Briskey said the importance of the project was, “Seeing them happy and seeing those loved ones be reunited in a way — they don’t have to go all the way over to Washington, it is right here at home.”
Vietnam veteran Jim Crigler described the emotional experience he had when he first visited the monument the day before.
Crigler was a “Huey pilot,” or an airman who flew a UH-1 utility helicopter during the war, a job that was dangerous and placed soldiers in almost daily combat.
Because of the danger, Crigler said he and his roommate, Thomas Shaw of Fond du Lac, made a pact to return home with the others’ remains should they die in combat — a promise that Crigler kept when Shaw was shot down in combat.
In April, Crigler went back to Vietnam and held a ceremony at the crash site.
“Believe me, I could feel the spirit of those men standing beside me,” Crigler said.
On Wednesday, Crigler was connected with Shaw once again when he visited the new Vietnam Memorial for the first time and found his name and the names of other friends on the wall.
“I think we must remember those that stood up and fought for our cause,” Crigler said. “And memorials like the ones we are dedicating today, in my opinion, have great importance. If we don’t honor and remember those that fought and sacrificed for our ideals, well those ideals could change, or they could go away.”

**Provided data:**
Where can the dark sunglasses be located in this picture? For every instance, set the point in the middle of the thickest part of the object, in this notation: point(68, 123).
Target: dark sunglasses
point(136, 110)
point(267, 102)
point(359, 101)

**Questions to answer:**
- a) Which people does the text about the Vietnam memorial name?
- b) Repeat, word for word, the stretch of the Vietnam memorial text from "Briskey said the" through "almost daily combat.".

**Outputs by task:**
- a)
Briskey
Jim Crigler
Thomas Shaw

- b)
Briskey said the importance of the project was, “Seeing them happy and seeing those loved ones be reunited in a way — they don’t have to go all the way over to Washington, it is right here at home.”
Vietnam veteran Jim Crigler described the emotional experience he had when he first visited the monument the day before.
Crigler was a “Huey pilot,” or an airman who flew a UH-1 utility helicopter during the war, a job that was dangerous and placed soldiers in almost daily combat.